#### [Set of tasks]
1: Render this sentence from the native plant notes into Spanish: "Acacia victoriae is prolific in the Flinders Ranges."
2: According to the native plant notes, during which months does quandong fruit ripen?
3: Extend the native plant notes past their final sentence.

#### [Provided text]

'''

Although the Pittosporum augustifolium is known as the Native Apricot, it is poisonous to humans. Commonly seen on clay, stony and sandy soils and often around creeks and gullies.
Acacia victoriae is prolific in the Flinders Ranges. Also known as the Elegant Acacia, the seeds are harvested to make flour and the gum is also eaten.
Mallee roots exposed by flooding.
Acacia papyrocarpa, the Western Myall, growing in the sandy soils of the Port Augusta area.
Santalum acuminatum, also known as the Desert Quandong or Wild Peach, is a nutritious bush tucker. Fruit ripens with warm northerly winds between August and October. Quandong fruit is very high in vitamin C and can be harvested when fresh or dried. Nuts contain rich edible kernals with antibacterial properties.

'''

[Entries of photo-based referring expression data]
'''

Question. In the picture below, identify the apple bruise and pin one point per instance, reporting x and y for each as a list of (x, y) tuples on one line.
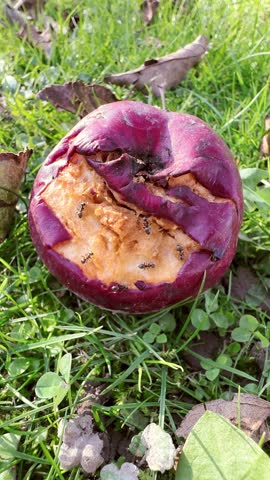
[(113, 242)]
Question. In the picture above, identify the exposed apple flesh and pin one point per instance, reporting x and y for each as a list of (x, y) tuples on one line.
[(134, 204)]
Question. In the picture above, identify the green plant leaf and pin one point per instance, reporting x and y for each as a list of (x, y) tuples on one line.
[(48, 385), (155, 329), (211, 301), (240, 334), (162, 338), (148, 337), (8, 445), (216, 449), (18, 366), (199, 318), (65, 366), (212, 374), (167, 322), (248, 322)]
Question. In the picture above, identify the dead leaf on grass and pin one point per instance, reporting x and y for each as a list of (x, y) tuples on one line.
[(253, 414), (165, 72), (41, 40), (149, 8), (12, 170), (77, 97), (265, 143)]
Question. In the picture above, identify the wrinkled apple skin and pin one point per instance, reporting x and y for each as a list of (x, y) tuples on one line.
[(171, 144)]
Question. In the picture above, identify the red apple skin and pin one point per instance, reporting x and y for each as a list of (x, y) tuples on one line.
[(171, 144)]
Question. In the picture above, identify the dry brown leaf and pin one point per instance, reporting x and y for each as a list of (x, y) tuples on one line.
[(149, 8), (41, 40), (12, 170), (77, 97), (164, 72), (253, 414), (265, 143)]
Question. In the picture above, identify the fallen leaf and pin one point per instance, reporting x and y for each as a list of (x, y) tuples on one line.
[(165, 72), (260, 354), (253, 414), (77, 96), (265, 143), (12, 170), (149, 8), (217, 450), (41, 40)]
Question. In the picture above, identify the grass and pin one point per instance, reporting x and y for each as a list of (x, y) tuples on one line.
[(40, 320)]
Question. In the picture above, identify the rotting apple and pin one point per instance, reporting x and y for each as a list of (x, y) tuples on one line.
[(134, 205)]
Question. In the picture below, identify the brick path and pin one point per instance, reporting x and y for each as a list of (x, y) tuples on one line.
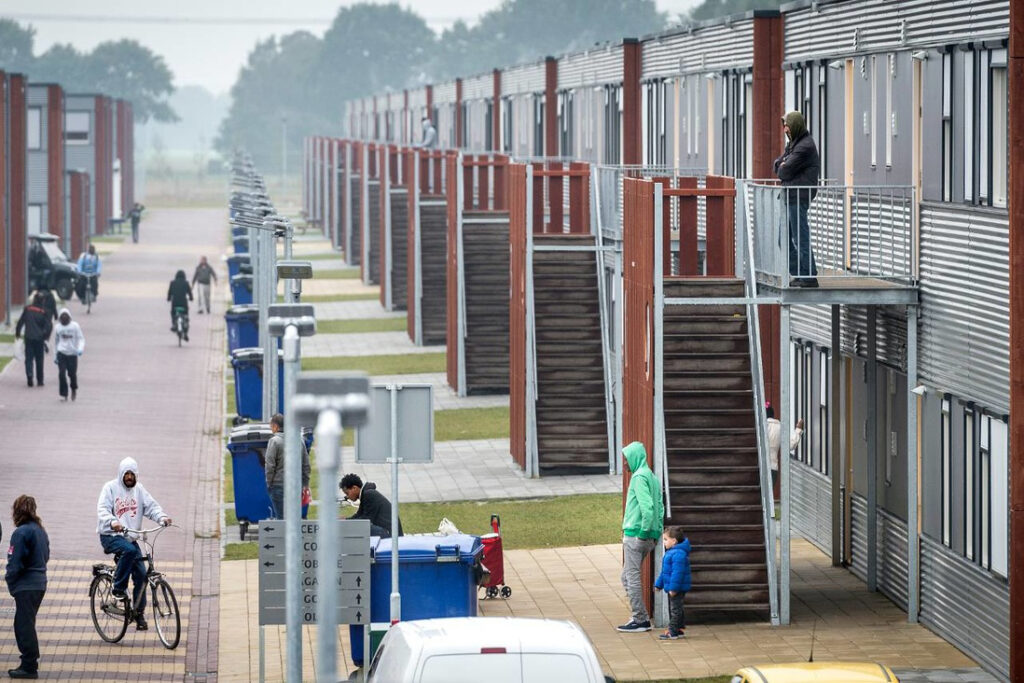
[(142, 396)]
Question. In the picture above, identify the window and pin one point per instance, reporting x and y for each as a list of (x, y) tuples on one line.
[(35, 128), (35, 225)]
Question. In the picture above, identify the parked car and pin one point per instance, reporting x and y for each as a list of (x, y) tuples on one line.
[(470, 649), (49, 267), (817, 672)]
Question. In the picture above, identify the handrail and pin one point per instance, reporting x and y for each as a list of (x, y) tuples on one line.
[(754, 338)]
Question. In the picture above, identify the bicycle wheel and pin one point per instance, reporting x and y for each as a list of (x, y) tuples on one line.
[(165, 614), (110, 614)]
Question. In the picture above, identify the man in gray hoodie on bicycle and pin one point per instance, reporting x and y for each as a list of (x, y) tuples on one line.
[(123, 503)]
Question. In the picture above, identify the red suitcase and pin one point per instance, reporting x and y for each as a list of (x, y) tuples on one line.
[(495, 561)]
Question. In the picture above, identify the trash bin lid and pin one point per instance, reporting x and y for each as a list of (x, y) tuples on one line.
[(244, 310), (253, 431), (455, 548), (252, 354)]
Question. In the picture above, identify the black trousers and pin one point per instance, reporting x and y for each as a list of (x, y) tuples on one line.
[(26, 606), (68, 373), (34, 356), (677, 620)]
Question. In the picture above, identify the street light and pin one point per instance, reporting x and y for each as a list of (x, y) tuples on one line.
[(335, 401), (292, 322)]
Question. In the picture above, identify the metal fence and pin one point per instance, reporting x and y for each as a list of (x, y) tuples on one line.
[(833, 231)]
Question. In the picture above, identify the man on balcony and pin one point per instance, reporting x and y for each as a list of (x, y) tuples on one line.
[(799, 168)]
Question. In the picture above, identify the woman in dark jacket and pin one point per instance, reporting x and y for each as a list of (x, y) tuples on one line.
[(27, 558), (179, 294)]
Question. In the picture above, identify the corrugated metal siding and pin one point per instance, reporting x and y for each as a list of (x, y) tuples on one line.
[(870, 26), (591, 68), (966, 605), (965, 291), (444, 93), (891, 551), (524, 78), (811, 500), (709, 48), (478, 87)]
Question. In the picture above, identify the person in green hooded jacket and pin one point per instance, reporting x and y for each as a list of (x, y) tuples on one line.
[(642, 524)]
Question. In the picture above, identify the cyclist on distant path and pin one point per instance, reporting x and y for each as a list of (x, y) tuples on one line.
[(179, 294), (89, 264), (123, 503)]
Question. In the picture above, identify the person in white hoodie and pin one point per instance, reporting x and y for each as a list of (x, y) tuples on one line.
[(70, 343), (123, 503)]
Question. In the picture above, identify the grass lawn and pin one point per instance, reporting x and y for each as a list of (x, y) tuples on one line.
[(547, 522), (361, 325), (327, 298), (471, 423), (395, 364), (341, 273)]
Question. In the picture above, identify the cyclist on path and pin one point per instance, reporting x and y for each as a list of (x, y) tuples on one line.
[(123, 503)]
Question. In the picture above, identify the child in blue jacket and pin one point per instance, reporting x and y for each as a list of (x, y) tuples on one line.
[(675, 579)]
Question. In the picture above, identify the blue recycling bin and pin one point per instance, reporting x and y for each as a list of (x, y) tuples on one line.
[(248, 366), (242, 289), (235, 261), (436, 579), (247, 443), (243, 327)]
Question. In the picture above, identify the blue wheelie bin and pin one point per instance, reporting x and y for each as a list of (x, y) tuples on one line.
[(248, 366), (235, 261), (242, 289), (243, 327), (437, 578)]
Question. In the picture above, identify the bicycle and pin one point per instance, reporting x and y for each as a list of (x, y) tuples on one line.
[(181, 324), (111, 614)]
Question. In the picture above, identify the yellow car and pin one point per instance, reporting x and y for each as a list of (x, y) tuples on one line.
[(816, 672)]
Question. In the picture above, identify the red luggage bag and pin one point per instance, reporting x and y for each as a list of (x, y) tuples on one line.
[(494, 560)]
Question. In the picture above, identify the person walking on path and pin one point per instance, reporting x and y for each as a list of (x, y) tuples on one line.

'''
'''

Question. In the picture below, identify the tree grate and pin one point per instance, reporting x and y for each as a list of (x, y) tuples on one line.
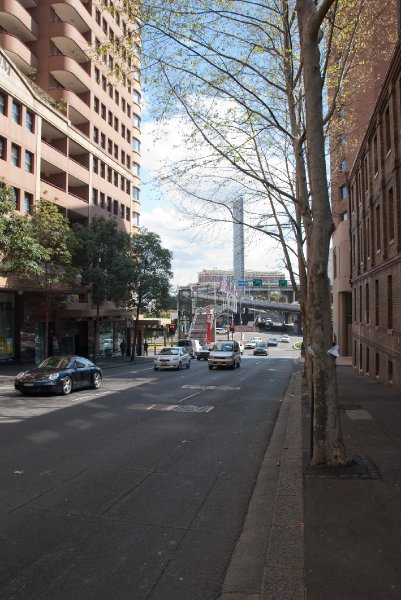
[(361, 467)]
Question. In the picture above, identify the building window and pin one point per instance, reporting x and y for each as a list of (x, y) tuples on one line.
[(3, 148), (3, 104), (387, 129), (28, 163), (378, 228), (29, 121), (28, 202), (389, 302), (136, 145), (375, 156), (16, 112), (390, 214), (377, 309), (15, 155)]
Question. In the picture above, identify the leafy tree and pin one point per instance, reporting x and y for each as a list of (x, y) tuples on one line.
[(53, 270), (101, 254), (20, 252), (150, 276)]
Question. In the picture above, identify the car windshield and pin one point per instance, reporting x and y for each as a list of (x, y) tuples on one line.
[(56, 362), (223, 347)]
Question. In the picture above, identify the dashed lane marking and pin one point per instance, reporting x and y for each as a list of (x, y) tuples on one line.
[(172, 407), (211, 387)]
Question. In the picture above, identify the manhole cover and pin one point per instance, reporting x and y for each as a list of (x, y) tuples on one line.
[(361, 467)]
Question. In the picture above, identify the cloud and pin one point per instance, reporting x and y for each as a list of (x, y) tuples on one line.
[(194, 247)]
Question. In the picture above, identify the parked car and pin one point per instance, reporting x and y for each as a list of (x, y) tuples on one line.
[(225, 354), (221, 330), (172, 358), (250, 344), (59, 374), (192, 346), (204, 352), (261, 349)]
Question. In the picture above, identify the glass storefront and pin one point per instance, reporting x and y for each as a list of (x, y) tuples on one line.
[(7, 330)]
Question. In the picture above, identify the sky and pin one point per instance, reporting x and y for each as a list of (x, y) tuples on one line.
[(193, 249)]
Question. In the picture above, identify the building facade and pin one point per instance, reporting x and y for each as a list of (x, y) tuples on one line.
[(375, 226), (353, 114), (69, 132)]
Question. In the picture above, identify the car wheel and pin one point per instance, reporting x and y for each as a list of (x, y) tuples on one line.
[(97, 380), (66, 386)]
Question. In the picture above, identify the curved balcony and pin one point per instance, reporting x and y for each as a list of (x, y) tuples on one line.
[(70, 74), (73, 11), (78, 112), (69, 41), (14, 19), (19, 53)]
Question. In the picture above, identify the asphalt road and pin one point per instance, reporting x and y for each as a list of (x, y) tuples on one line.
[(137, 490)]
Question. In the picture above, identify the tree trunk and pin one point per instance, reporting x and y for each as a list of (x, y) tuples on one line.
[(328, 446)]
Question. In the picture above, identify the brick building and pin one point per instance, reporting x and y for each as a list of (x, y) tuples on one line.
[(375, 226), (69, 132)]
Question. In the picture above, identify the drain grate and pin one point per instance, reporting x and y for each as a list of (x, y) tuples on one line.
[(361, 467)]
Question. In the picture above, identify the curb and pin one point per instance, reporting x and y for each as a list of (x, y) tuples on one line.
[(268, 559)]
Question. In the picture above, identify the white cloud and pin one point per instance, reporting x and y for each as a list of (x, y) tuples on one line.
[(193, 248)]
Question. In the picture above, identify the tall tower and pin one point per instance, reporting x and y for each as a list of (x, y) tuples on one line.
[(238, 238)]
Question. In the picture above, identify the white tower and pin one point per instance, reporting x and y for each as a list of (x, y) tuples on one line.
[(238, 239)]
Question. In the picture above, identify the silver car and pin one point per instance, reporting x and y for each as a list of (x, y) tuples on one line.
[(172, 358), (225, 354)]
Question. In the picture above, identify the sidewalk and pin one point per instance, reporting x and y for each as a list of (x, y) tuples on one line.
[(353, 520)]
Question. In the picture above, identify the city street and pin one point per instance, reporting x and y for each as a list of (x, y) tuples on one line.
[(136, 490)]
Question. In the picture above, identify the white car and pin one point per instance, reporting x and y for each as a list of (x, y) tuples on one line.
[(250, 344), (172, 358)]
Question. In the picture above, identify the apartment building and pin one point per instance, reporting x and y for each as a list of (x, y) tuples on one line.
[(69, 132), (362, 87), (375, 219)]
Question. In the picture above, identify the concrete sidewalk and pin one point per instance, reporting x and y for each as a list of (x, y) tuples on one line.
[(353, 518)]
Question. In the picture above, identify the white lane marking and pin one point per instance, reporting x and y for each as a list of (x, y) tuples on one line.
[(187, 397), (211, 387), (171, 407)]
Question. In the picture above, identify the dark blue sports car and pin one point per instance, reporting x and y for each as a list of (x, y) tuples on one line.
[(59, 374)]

'''

#### [Task answers]
1: Acacia victoriae es abundante en los Flinders Ranges.

2: Between August and October, with warm northerly winds.

3:
Callitris glaucophylla, the Native Pine is seen thriving in a dense monoculture in the purple shales of the Bunyeroo Formation at Warraweena.
This curious object is a lignotuber of a Eucalypt sapling found in Jubilee Creek, showing multiple bud scars.
Mulga flowering in late autumn.
Capparis mitchellii, known locally as Iga, is found in groves around creek banks and valleys of the western Flinders Ranges and Gammon Ranges. Showy flowers are pollinated by a butterfly.